▶ **Task objective**:
Which lines of the entries below contain the word "small"? List each such line in full, treating uppercase and lowercase as different.

** start **

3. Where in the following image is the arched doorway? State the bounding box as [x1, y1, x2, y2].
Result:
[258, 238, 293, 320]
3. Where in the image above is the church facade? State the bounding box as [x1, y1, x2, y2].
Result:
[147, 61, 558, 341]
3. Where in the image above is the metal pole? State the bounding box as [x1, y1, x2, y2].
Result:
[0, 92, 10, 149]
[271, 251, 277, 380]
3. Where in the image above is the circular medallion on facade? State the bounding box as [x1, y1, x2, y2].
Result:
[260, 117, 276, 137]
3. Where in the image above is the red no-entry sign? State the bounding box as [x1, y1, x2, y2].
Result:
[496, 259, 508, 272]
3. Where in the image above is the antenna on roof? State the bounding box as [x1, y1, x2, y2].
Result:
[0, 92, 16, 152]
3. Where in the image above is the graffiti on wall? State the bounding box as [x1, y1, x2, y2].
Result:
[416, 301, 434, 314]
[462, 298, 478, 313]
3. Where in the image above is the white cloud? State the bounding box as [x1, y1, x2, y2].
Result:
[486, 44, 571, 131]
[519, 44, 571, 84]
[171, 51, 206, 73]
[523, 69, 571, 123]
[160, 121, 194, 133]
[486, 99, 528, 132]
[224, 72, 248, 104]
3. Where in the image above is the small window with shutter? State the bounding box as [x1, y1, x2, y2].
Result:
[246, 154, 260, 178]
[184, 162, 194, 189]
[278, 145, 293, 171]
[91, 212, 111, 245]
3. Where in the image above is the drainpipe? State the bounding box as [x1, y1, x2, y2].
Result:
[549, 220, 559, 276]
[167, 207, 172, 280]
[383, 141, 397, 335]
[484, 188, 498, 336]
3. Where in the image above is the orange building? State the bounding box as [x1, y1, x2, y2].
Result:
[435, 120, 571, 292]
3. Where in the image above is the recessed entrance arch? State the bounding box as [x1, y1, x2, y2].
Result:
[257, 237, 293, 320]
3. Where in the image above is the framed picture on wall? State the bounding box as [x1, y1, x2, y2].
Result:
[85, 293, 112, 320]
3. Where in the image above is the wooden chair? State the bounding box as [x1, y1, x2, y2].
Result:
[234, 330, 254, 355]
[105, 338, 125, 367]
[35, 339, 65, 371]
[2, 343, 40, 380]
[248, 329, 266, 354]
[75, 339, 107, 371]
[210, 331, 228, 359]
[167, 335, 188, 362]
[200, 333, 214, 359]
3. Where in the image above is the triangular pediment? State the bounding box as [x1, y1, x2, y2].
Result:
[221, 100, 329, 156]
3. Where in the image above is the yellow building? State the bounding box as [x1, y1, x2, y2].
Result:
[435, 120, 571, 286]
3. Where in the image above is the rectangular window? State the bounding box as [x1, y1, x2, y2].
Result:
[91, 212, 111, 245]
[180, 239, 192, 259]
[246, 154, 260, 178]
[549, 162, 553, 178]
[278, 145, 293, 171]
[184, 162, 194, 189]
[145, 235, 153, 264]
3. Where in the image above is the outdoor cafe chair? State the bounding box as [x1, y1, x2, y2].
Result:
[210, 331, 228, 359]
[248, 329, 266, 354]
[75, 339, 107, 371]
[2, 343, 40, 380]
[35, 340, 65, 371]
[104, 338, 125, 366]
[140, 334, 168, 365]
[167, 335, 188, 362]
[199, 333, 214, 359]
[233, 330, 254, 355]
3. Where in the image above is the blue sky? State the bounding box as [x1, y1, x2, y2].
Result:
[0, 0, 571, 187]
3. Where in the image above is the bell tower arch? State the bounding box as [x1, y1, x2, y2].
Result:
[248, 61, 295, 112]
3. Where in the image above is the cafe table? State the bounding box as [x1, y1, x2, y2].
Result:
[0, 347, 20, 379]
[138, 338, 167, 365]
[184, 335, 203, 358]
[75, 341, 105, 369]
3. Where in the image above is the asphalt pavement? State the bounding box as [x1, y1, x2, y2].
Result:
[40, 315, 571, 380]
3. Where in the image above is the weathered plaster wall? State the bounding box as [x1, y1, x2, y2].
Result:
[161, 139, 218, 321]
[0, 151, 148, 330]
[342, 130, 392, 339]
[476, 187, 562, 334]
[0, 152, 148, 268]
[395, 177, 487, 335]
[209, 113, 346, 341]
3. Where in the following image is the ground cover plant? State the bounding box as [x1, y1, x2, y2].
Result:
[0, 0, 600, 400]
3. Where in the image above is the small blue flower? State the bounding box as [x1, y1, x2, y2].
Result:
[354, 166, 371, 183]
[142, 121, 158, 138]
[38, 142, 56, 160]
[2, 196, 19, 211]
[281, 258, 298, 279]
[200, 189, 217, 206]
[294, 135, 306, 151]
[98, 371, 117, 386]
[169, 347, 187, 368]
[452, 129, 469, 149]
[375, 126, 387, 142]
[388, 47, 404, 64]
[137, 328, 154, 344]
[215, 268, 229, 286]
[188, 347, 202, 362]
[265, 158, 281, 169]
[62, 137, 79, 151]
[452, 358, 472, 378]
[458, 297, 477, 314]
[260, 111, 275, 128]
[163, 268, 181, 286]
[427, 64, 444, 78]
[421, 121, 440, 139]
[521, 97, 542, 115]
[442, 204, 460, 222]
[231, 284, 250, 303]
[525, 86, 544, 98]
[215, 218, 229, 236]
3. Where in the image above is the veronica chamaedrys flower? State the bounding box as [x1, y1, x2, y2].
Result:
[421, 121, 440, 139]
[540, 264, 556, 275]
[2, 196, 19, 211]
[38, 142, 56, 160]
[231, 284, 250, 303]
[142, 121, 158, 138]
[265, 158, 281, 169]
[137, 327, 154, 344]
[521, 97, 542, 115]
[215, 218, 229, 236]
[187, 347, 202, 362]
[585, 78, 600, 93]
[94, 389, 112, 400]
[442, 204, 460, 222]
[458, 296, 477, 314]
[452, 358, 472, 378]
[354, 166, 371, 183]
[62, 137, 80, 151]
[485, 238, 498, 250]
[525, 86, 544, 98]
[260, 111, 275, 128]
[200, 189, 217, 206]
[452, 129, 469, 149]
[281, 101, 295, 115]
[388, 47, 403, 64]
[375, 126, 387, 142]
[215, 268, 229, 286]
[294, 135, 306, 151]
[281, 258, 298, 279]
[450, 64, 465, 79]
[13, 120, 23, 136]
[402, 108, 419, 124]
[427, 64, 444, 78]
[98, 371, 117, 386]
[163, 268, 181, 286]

** end **

▶ **Reply to the task**:
3. Where in the image above is the small window with shutter? State the bounding box as [x1, y1, x2, y2].
3. Where in the image above is the small blue flower? State the bounding box as [x1, y1, x2, y2].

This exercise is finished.